**Alıntı Metin:**
==============================
7531 sayılı Kanun'un 18. maddesi ile 5271 sayılı Ceza Muhakemesi Kanunu'nun GEÇİCİ MADDE 7. maddesinin 2. fıkrasına;
"(2) Bu maddenin yürürlüğe girdiği tarih itibarıyla soruşturma veya kovuşturma evresinde bulunan dosyalar bakımından bu maddeyi ihdas eden Kanunla 253. maddenin üçüncü fıkrasında yapılan değişiklik ve 5237 sayılı Kanunun 75. maddesinin altıncı fıkrasında yapılan değişiklik uygulanmaz. Bu dosyalar, 253. maddenin üçüncü fıkrasının değişiklikten önceki hükümlerine göre sonuçlandırılır." şeklinde eklenen ibare ile mevcut suç ile ilgili yapılan derdest yargılamalar ve adli soruşturmalar düzenleme kapsamı dışında bırakılmıştır.
Kamu davasının açılmaması veya açılmış ise kamu davasının düşmesine nedeni olarak düzenlenen Ön Ödeme, uygulandığı takdirde hürriyeti bağlayıcı hapis cezası yaptırımına tabi olan hakaret suçundaki cezanın ortadan kaldırılması sonucunu doğurabilecektir.
Anayasa’nın 141. maddesinin son fıkrasında “Davaların en az giderle ve mümkün olan süratle sonuçlandırılması, yargının görevidir” denilmek suretiyle davaların makul bir süre içinde bitirilmesi gerekliliği açıkça ifade edilmiştir. Bu hak gereğince devlet, yargılamaların gereksiz yere uzamasını engelleyecek etkin çareler oluşturmak zorundadır. Ancak bu amaçla alınacak kanuni tedbirlerin ve öngörülen çarelerin yargılama sonucunda işin esasına yönelik adil ve hakkaniyete uygun bir karar verilmesine engel oluşturmaması gerektiği de tartışmasızdır (AYM, E.2013/4, K.2013/35, 28/2/2013).
Anılan kural, yürürlüğe girdiği tarih itibarıyla soruşturma veya kovuşturma evresinde bulunan dosyalar bakımından ön ödeme usulünün uygulanamayacağını öngörmektedir. Yukarıda da belirtildiği üzere Türk Ceza Kanunu’nun 75. maddesinin (1) numaralı fıkrası ön ödeme uygulanması sonucunda kamu davası açılmayacağını, aynı maddenin (2) numaralı fıkrasında ise açılan kamu davasını düşeceğini düzenlemektedir.
==============================
**Veri Kümesi:**

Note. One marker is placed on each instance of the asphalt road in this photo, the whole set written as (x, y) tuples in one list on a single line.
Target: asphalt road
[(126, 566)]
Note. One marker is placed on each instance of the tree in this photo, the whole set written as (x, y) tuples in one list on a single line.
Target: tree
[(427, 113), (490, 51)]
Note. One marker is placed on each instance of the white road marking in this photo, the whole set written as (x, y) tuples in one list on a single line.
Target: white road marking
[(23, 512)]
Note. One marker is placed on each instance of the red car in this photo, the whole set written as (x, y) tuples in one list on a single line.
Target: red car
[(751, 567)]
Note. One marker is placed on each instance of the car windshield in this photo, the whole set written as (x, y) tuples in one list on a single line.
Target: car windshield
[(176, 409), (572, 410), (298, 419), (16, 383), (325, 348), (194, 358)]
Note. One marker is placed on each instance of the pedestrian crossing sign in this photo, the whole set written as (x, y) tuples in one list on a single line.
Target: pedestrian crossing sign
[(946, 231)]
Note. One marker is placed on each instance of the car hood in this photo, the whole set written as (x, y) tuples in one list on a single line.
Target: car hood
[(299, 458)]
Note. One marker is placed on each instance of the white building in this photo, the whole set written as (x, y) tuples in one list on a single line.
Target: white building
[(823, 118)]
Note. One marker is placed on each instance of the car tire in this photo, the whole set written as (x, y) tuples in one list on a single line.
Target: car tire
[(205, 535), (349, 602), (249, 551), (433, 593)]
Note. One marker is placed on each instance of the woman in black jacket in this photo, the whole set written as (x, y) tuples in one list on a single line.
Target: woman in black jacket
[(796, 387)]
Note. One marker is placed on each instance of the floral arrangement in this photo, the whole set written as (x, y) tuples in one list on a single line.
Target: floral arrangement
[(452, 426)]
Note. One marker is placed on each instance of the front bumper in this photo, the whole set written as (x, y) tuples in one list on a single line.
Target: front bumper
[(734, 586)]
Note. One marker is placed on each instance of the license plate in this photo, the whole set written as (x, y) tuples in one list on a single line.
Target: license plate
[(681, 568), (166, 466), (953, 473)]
==============================
**Görevler:**
1. Alıntı metinde "sayılı" ifadesiyle numarası belirtilen kanunların tamamını yazınız.
2. Aşağıdaki ifadelerin alıntı metinle uyuşup uyuşmadığını belirleyiniz. Her biri için evet ya da hayır deyip kararınızı dayandırdığınız sözleri metinden aynen aktarınız.
(a) Ön ödeme uygulanırsa kamu davası açılmaz.
(b) Soruşturma veya kovuşturma evresindeki dosyalar, 253. maddenin üçüncü fıkrasının değişiklikten sonraki hükümlerine göre sonuçlandırılır.
(c) Anayasa'nın 141. maddesinin son fıkrası, davaların en az giderle sonuçlandırılmasını yargının görevi sayar.
3. Alıntı metinde "7531 sayılı Kanun'un" sözleriyle başlayıp "kapsamı dışında bırakılmıştır." sözleriyle biten bölümü hiçbir değişiklik yapmadan çıkarınız.

**Çözümlü Sorular:**
1.
7531 sayılı Kanun
5271 sayılı Ceza Muhakemesi Kanunu
5237 sayılı Kanun

2.
(a) Evet: "Türk Ceza Kanunu’nun 75. maddesinin (1) numaralı fıkrası ön ödeme uygulanması sonucunda kamu davası açılmayacağını"
(b) Hayır: "Bu dosyalar, 253. maddenin üçüncü fıkrasının değişiklikten önceki hükümlerine göre sonuçlandırılır."
(c) Evet: "Davaların en az giderle ve mümkün olan süratle sonuçlandırılması, yargının görevidir"

3.
7531 sayılı Kanun'un 18. maddesi ile 5271 sayılı Ceza Muhakemesi Kanunu'nun GEÇİCİ MADDE 7. maddesinin 2. fıkrasına;
"(2) Bu maddenin yürürlüğe girdiği tarih itibarıyla soruşturma veya kovuşturma evresinde bulunan dosyalar bakımından bu maddeyi ihdas eden Kanunla 253. maddenin üçüncü fıkrasında yapılan değişiklik ve 5237 sayılı Kanunun 75. maddesinin altıncı fıkrasında yapılan değişiklik uygulanmaz. Bu dosyalar, 253. maddenin üçüncü fıkrasının değişiklikten önceki hükümlerine göre sonuçlandırılır." şeklinde eklenen ibare ile mevcut suç ile ilgili yapılan derdest yargılamalar ve adli soruşturmalar düzenleme kapsamı dışında bırakılmıştır.